### Written request
Copy the lines below word for word, leaving out the pictures.

### Data extract
_ _ _

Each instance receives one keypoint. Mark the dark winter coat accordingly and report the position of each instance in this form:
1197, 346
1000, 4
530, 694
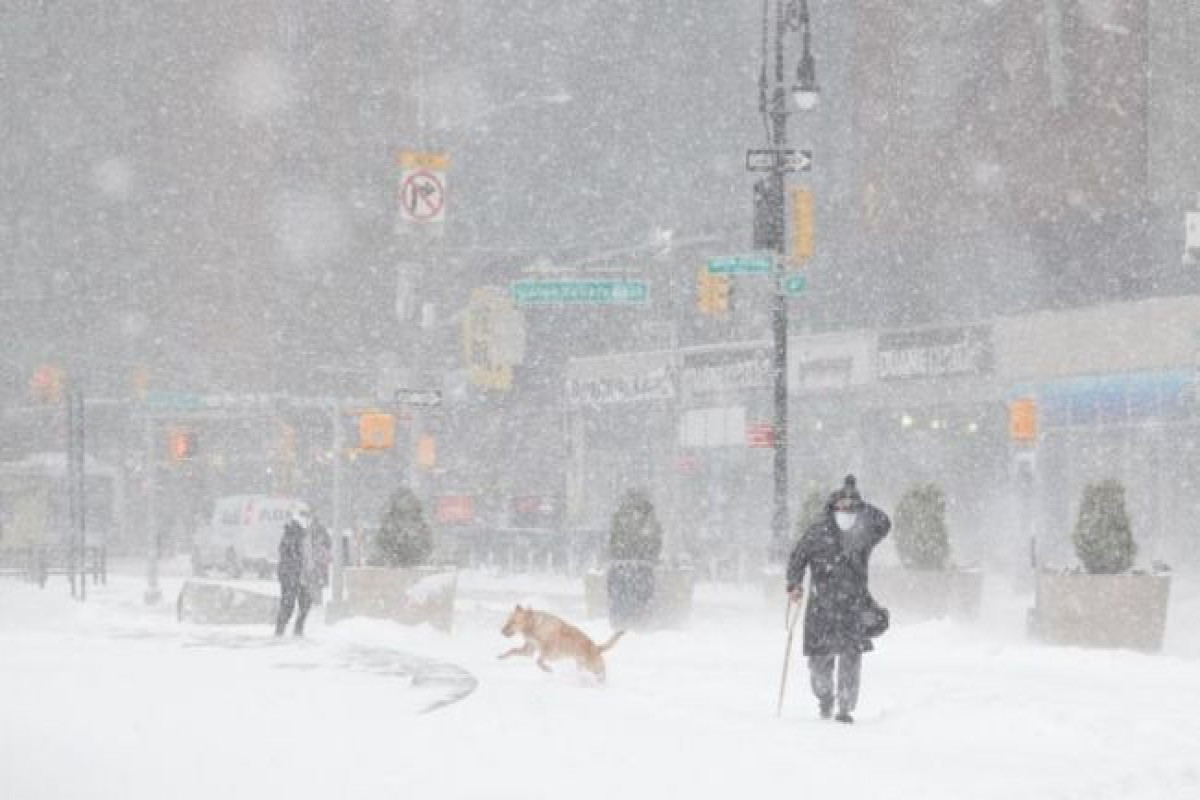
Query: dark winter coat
838, 564
295, 557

_ _ _

### Result of the exercise
Each instance receives one keypoint. Mark the dark winter coat accordingly and report the position of each instance in this form:
1197, 346
1000, 4
530, 694
Query: dark winter coat
838, 564
295, 557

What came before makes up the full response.